Post by Kystar » Tue Dec 06, 2005 8:44 am

Good luck, and many positive thoughts!:GHug:

I know how stressful this kind of crap can be. Mom and I have had a hot-cold relationship ever since I got the guts to move out of her house when I was in my early 20's. She's also very manipulative and controlling. I think there was a few generations where women were given special lessons in controlling offspring and manipulating sig others!
Guilt trips were my mom's specialty until one day I just decided enough was enough. Now we have the periods of silence followed by tentative attempts to interact followed by Mom backsliding and me walking away shaking my head.

But good luck w/your MIL...and positive energy to everyone involved...who knows, maybe it'll help her too!
You say "Witch" like it's a bad thing!

• _Objective 1_
Could you reproduce part of the forum post word for word, starting at "I know how stressful" and ending after "a bad thing!"?
• _Objective 2_
Can you continue the forum post about a difficult mother, picking up right after its last line?

• _Stored records_
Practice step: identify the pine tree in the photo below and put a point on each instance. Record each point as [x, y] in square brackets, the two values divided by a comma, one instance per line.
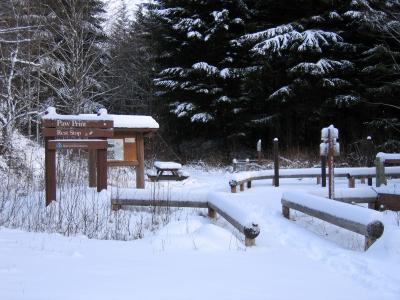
[304, 65]
[131, 65]
[372, 27]
[74, 68]
[199, 65]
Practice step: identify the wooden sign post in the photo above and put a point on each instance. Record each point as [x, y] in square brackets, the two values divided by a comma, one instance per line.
[330, 148]
[72, 132]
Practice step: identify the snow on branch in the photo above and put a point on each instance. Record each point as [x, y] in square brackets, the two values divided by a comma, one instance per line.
[283, 93]
[309, 40]
[182, 109]
[176, 71]
[322, 67]
[202, 117]
[313, 39]
[267, 34]
[203, 66]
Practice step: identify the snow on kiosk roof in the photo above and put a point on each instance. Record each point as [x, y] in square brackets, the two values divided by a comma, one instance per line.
[120, 121]
[124, 147]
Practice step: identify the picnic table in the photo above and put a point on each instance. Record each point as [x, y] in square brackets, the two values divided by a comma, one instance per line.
[172, 169]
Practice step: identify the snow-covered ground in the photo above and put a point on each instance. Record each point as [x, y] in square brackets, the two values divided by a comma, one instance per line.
[195, 258]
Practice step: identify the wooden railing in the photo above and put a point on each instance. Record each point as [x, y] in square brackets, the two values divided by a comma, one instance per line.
[354, 218]
[215, 202]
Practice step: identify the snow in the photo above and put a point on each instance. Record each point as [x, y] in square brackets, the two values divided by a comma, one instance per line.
[167, 165]
[368, 192]
[134, 121]
[314, 172]
[341, 210]
[388, 156]
[120, 121]
[195, 258]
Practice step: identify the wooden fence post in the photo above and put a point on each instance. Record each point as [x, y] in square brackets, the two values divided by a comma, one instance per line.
[370, 156]
[259, 151]
[50, 166]
[92, 168]
[140, 157]
[276, 161]
[323, 170]
[380, 172]
[101, 169]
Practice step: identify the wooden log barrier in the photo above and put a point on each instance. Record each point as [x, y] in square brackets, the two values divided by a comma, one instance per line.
[218, 206]
[353, 218]
[352, 181]
[249, 184]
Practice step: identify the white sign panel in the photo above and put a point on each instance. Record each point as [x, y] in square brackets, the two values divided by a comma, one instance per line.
[115, 149]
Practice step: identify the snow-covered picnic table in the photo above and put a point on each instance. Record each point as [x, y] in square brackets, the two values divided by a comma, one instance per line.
[173, 168]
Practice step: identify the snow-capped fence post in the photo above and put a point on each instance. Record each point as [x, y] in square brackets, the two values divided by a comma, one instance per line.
[276, 161]
[380, 172]
[370, 160]
[323, 170]
[330, 147]
[92, 168]
[259, 156]
[234, 165]
[348, 216]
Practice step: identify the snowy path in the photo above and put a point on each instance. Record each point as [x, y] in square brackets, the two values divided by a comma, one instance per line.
[193, 258]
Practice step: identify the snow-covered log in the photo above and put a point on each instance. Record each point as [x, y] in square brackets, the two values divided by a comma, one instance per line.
[354, 218]
[239, 179]
[215, 202]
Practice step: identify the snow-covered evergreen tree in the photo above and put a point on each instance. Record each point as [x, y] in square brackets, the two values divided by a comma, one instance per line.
[303, 64]
[74, 68]
[372, 27]
[199, 65]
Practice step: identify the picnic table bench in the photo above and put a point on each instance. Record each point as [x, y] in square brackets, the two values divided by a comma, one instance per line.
[173, 170]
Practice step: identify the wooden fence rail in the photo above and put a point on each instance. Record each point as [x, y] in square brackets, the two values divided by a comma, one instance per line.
[350, 217]
[213, 201]
[240, 179]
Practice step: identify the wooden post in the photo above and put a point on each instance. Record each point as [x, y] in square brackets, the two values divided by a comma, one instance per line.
[234, 164]
[380, 172]
[212, 214]
[116, 207]
[286, 212]
[140, 157]
[276, 161]
[249, 184]
[101, 170]
[323, 170]
[370, 156]
[248, 242]
[368, 242]
[330, 165]
[352, 182]
[50, 176]
[92, 168]
[259, 151]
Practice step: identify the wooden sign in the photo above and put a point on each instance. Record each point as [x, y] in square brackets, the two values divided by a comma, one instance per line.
[77, 144]
[77, 123]
[78, 132]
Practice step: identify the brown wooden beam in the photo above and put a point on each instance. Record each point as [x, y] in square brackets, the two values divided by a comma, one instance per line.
[101, 169]
[92, 168]
[78, 123]
[50, 174]
[140, 157]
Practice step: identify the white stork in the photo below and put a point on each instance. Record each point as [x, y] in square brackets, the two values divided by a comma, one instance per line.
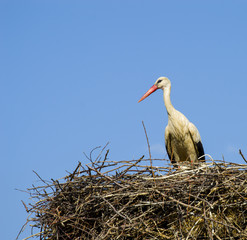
[182, 139]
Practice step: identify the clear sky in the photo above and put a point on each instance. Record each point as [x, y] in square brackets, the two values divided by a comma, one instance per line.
[73, 71]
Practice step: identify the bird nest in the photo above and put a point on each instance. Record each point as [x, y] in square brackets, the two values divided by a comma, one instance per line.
[139, 200]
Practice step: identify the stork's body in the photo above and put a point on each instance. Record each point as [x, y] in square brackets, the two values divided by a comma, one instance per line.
[182, 139]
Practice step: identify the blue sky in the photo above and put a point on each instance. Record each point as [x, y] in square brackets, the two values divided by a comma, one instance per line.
[73, 71]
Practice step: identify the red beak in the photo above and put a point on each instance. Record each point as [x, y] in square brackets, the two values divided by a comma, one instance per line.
[151, 90]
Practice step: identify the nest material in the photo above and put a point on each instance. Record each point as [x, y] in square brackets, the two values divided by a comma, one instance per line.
[135, 200]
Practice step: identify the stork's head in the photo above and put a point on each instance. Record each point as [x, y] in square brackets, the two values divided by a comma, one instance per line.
[161, 83]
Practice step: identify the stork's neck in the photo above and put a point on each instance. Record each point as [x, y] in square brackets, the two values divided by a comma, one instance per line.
[167, 99]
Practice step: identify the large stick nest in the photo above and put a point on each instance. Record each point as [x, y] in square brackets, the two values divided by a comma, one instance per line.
[139, 200]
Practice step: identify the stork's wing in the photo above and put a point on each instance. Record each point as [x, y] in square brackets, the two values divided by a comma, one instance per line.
[194, 133]
[169, 145]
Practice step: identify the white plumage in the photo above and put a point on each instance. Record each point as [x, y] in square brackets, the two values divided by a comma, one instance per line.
[182, 139]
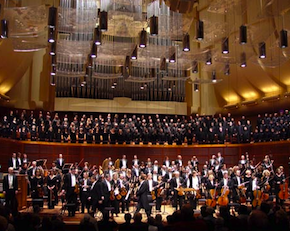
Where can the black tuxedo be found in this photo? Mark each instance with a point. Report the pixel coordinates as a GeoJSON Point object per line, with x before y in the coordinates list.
{"type": "Point", "coordinates": [10, 163]}
{"type": "Point", "coordinates": [58, 163]}
{"type": "Point", "coordinates": [142, 194]}
{"type": "Point", "coordinates": [176, 197]}
{"type": "Point", "coordinates": [10, 196]}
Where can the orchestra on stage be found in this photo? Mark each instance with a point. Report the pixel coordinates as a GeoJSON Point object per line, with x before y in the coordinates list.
{"type": "Point", "coordinates": [119, 186]}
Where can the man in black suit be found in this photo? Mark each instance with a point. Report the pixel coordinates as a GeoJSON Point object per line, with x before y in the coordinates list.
{"type": "Point", "coordinates": [175, 183]}
{"type": "Point", "coordinates": [142, 194]}
{"type": "Point", "coordinates": [10, 189]}
{"type": "Point", "coordinates": [60, 162]}
{"type": "Point", "coordinates": [70, 182]}
{"type": "Point", "coordinates": [12, 162]}
{"type": "Point", "coordinates": [124, 162]}
{"type": "Point", "coordinates": [85, 191]}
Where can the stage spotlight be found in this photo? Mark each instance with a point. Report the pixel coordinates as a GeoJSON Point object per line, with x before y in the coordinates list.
{"type": "Point", "coordinates": [199, 30]}
{"type": "Point", "coordinates": [153, 23]}
{"type": "Point", "coordinates": [243, 34]}
{"type": "Point", "coordinates": [143, 39]}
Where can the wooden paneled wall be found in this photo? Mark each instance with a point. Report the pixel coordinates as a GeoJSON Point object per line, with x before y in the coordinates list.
{"type": "Point", "coordinates": [96, 153]}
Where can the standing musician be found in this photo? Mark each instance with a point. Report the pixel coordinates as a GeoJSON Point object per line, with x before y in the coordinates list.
{"type": "Point", "coordinates": [10, 190]}
{"type": "Point", "coordinates": [193, 182]}
{"type": "Point", "coordinates": [70, 188]}
{"type": "Point", "coordinates": [51, 180]}
{"type": "Point", "coordinates": [116, 193]}
{"type": "Point", "coordinates": [279, 180]}
{"type": "Point", "coordinates": [124, 188]}
{"type": "Point", "coordinates": [175, 183]}
{"type": "Point", "coordinates": [37, 189]}
{"type": "Point", "coordinates": [85, 191]}
{"type": "Point", "coordinates": [142, 195]}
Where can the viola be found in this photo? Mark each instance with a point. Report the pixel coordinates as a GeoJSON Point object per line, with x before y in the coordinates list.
{"type": "Point", "coordinates": [283, 193]}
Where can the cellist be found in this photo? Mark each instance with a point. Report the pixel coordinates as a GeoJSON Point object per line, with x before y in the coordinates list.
{"type": "Point", "coordinates": [279, 179]}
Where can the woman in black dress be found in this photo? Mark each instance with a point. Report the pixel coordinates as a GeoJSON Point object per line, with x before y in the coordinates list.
{"type": "Point", "coordinates": [51, 189]}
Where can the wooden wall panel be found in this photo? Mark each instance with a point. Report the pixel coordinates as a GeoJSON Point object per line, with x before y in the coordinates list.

• _Exercise result 1_
I know how stressful this kind of crap can be. Mom and I have had a hot-cold relationship ever since I got the guts to move out of her house when I was in my early 20's. She's also very manipulative and controlling. I think there was a few generations where women were given special lessons in controlling offspring and manipulating sig others!
Guilt trips were my mom's specialty until one day I just decided enough was enough. Now we have the periods of silence followed by tentative attempts to interact followed by Mom backsliding and me walking away shaking my head.

But good luck w/your MIL...and positive energy to everyone involved...who knows, maybe it'll help her too!
You say "Witch" like it's a bad thing!

• _Exercise result 2_
User avatar
Crazy Healer Lady
Moderator
Moderator
Posts: 3589
Joined: Thu Jul 07, 2005 6:31 pm
Location: Mission, BC
Zodiac: Libra
Contact:

Post by Crazy Healer Lady » Tue Dec 06, 2005 9:05 am

and CHL - you give good Reiki
Why thanks! :lol: You made my day! Maybe that's why I felt such a surge of Reiki last night? And maybe why my stomach is sore ;) *cuts energetic cords* O___O Holy cow... Almost immediately it feels better... Mind over matter??? That is weird :lol:
God that just means every morning I have to "brush myself off." In my half asleep daze I usually forget, and they dissipate by the middle of the day, anyway...

Wow that is so crazy that happened as I was writing this!!! :lol:

Okay :lol: I'm good now.
Crazy Healer Lady
Health and happiness to you!

The purpose of a relationship is not to have another who might complete you, but to have another with whom you might share your completeness. -CWG

User avatar
Chelle
Level 4
Level 4
Posts: 117
Joined: Mon Nov 07, 2005 1:49 pm
Location: Wiltshire, England
Contact:

Post by Chelle » Tue Dec 06, 2005 11:00 am

My heart goes out to you :heart: :hug:
I am sure all will work out. There is a reason he didn't speak to her for so long so he must no what she is like...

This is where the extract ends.